(Named-object pointing records)
○ ○ ○

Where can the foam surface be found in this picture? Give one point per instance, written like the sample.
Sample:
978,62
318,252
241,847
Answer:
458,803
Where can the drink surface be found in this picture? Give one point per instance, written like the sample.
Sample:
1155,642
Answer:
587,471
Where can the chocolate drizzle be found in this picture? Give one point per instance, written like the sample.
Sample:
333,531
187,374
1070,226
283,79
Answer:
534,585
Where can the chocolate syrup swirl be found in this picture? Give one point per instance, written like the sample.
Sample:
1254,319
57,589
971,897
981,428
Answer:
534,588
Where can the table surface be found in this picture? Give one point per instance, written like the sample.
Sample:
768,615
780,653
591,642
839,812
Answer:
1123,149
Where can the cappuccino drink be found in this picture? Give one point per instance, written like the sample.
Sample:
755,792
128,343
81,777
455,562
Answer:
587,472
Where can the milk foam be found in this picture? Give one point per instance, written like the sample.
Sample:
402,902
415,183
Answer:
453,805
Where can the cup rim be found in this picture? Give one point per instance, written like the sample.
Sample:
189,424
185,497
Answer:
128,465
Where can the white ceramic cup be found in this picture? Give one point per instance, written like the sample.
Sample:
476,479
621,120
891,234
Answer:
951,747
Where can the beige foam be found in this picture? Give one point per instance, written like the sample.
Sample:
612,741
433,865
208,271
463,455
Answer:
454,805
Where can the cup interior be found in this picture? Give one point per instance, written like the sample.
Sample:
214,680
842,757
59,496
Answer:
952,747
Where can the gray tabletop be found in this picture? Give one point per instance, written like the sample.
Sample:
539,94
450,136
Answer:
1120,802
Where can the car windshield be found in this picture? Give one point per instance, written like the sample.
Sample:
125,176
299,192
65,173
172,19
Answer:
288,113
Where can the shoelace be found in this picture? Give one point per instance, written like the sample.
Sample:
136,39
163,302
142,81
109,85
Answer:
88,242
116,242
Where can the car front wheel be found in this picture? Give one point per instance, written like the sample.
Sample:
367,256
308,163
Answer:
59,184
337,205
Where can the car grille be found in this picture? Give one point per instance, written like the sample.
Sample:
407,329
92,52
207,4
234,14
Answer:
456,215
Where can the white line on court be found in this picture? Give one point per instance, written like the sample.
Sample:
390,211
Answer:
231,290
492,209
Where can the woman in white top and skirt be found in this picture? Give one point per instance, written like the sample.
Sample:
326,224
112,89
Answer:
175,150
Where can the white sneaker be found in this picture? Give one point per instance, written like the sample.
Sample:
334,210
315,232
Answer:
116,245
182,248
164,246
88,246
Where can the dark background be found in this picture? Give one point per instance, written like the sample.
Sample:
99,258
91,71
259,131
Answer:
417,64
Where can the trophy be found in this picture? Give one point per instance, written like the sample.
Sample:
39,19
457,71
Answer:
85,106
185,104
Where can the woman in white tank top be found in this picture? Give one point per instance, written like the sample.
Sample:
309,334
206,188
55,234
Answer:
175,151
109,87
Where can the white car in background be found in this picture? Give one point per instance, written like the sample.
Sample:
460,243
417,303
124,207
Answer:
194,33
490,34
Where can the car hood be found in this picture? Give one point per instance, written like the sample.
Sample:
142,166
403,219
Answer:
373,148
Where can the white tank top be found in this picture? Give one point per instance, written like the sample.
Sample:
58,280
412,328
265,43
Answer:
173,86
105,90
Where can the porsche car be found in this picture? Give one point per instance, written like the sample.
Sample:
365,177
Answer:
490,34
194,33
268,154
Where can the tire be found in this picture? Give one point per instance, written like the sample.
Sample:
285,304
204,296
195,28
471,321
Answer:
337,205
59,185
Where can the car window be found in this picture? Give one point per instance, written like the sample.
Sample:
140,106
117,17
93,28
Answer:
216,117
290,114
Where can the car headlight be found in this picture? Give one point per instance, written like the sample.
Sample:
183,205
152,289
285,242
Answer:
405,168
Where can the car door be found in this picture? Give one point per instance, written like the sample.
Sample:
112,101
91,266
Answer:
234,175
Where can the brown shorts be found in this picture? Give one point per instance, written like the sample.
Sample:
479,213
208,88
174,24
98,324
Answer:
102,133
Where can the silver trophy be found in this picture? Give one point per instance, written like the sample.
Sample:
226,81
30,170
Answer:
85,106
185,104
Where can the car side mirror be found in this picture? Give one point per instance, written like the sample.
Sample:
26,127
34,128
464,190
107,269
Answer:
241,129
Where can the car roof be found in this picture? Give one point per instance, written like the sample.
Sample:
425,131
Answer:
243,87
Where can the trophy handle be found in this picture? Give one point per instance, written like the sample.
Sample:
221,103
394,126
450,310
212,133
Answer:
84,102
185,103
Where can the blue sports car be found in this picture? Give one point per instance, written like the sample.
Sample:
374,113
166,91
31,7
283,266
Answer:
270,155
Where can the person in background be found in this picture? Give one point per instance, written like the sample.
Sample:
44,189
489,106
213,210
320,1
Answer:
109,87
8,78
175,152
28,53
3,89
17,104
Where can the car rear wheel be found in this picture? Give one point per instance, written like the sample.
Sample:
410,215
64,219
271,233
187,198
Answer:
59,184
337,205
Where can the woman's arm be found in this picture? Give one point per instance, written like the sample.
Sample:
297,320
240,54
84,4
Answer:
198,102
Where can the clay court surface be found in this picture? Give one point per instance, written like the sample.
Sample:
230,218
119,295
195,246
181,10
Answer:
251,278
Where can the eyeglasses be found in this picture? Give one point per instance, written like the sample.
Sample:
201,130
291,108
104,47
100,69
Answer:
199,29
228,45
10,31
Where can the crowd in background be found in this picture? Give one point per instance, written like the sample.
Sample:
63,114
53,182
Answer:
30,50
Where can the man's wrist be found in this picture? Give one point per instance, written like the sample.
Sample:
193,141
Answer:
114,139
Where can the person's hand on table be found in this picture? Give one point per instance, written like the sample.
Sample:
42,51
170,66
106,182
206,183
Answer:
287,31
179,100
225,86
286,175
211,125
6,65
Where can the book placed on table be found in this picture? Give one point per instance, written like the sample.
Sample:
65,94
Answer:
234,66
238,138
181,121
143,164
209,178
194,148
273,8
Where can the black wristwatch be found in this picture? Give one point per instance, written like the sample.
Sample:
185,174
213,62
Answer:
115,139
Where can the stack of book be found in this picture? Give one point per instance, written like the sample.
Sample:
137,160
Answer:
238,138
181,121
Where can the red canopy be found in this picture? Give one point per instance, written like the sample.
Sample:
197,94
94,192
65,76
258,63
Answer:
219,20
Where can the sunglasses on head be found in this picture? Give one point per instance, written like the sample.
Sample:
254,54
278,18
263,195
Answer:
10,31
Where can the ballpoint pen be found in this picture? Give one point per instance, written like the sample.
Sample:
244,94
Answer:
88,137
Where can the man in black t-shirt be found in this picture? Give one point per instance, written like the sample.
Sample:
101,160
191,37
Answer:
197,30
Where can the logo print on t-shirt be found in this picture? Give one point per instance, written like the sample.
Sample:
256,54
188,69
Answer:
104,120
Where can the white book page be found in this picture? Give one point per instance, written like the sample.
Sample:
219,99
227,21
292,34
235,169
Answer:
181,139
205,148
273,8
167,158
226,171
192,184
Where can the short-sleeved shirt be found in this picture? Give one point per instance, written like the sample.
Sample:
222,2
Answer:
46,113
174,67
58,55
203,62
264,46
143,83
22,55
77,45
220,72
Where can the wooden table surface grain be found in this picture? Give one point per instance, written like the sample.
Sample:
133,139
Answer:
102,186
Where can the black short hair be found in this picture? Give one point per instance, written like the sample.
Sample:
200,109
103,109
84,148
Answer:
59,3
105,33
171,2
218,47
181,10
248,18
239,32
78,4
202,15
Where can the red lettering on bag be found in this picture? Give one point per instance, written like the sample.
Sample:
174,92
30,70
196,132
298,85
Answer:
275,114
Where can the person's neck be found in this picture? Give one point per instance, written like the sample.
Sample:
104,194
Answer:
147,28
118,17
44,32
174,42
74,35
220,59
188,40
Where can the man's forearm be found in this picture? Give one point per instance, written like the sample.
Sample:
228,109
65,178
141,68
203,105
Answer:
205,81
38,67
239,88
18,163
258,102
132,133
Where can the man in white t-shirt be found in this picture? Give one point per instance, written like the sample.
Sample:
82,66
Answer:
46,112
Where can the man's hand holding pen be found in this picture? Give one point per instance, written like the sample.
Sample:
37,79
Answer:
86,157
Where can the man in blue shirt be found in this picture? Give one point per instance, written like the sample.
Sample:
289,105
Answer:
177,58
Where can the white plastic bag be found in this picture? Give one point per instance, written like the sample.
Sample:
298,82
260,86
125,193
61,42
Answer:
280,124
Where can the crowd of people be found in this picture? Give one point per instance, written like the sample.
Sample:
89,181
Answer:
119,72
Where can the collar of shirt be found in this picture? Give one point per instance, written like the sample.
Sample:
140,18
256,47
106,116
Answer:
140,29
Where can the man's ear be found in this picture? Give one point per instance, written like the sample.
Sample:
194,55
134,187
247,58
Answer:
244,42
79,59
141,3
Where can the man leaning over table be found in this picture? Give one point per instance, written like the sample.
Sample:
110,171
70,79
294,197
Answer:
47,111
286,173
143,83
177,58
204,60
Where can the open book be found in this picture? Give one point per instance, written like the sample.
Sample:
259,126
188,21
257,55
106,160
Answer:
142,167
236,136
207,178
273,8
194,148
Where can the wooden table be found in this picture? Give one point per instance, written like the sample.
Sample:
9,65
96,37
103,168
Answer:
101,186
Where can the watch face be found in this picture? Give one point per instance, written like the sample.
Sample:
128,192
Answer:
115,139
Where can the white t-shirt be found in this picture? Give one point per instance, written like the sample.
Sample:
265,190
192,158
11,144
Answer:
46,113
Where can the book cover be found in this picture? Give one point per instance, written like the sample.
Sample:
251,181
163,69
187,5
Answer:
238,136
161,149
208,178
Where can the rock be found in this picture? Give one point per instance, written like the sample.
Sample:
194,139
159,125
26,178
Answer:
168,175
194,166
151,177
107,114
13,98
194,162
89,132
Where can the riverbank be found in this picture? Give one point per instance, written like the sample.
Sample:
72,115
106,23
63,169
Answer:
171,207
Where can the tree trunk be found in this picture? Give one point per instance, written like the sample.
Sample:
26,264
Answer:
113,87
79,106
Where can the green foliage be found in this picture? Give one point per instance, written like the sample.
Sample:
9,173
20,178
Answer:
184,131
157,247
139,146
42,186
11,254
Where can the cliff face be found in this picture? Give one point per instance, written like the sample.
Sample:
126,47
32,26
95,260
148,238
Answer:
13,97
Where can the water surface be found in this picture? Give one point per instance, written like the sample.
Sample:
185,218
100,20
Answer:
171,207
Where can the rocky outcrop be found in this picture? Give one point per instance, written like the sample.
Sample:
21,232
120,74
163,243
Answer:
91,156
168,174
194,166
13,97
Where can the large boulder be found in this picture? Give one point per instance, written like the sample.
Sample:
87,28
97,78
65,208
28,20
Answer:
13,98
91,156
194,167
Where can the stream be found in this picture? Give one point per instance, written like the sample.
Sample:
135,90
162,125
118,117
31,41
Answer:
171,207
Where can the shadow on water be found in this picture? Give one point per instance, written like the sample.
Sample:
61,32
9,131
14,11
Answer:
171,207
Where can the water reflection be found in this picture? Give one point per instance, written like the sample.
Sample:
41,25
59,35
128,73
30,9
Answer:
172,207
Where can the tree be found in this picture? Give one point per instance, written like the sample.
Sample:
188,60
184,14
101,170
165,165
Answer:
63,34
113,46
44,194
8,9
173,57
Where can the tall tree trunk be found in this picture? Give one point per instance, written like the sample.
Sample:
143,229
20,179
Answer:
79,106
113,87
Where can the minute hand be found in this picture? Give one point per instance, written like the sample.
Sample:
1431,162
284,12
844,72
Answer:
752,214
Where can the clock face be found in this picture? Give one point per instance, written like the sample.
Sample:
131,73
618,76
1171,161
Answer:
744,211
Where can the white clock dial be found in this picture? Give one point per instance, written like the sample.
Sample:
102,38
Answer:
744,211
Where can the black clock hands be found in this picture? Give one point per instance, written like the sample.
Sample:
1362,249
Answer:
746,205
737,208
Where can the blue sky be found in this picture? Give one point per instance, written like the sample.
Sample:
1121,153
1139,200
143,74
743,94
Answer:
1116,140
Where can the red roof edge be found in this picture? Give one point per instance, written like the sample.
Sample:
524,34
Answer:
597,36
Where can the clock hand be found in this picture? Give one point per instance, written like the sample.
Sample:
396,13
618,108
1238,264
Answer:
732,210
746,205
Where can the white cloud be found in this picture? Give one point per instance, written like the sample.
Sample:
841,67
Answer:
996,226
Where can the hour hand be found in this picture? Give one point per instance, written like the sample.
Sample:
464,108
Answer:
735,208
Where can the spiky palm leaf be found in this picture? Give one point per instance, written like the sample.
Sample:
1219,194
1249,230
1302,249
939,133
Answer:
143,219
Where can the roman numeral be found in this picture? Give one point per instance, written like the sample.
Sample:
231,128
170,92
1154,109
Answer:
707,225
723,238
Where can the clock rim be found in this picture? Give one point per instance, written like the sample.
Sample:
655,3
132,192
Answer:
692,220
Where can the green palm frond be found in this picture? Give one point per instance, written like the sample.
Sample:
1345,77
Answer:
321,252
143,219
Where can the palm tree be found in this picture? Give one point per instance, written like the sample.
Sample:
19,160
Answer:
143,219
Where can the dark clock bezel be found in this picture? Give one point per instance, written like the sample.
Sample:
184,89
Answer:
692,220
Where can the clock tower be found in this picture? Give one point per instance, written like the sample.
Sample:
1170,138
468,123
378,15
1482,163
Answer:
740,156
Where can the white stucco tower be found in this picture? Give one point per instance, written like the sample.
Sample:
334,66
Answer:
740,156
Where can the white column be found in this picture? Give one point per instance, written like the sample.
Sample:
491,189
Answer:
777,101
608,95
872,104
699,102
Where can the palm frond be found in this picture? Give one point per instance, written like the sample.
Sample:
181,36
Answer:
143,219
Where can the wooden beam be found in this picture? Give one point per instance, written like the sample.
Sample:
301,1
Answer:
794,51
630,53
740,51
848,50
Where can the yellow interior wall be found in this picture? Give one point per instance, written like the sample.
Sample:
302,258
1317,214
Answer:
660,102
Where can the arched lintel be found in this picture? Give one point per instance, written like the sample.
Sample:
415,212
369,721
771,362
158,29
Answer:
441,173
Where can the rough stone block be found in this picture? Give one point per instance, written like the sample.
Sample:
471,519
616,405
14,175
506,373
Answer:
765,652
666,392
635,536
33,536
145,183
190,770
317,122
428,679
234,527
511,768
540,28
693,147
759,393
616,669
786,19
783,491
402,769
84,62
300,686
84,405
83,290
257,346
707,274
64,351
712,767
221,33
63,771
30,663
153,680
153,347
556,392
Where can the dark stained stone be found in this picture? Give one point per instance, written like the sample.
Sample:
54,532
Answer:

○ ○ ○

Only those lines running from the one containing "Where can the palm frond" through the last line of the data above are to be copied, exactly, with both ends included.

Where can the palm frond be found in this picture? Give one point per instance, written like the sample.
Sample:
181,36
Answer:
143,219
Where can the wooden beam be found in this picture? Give one point per instance, written like the sample.
Sample:
301,1
Answer:
794,51
630,53
740,51
848,50
Where can the yellow interior wall be found in this picture? Give one point per instance, written like the sample.
Sample:
302,258
1317,214
Answer:
660,102
Where can the arched lintel be found in this picture? Give one point per instance, written like the sample.
Sample:
415,212
369,721
771,362
158,29
Answer:
441,173
Where can the rough stone block be found in this picture? Give one point per instance, written like the sample.
Sample:
471,519
616,405
14,175
506,373
Answer:
765,652
666,392
635,536
33,536
145,183
190,770
317,122
428,679
234,527
511,768
540,28
693,147
759,393
616,669
786,19
783,491
402,769
84,62
300,686
84,405
83,290
257,346
707,274
64,351
712,767
221,33
63,771
30,663
153,680
153,347
556,392
Where can the dark stained stone be found in this picture? Give one point per instance, written like the sample.
Sample:
54,532
Answer:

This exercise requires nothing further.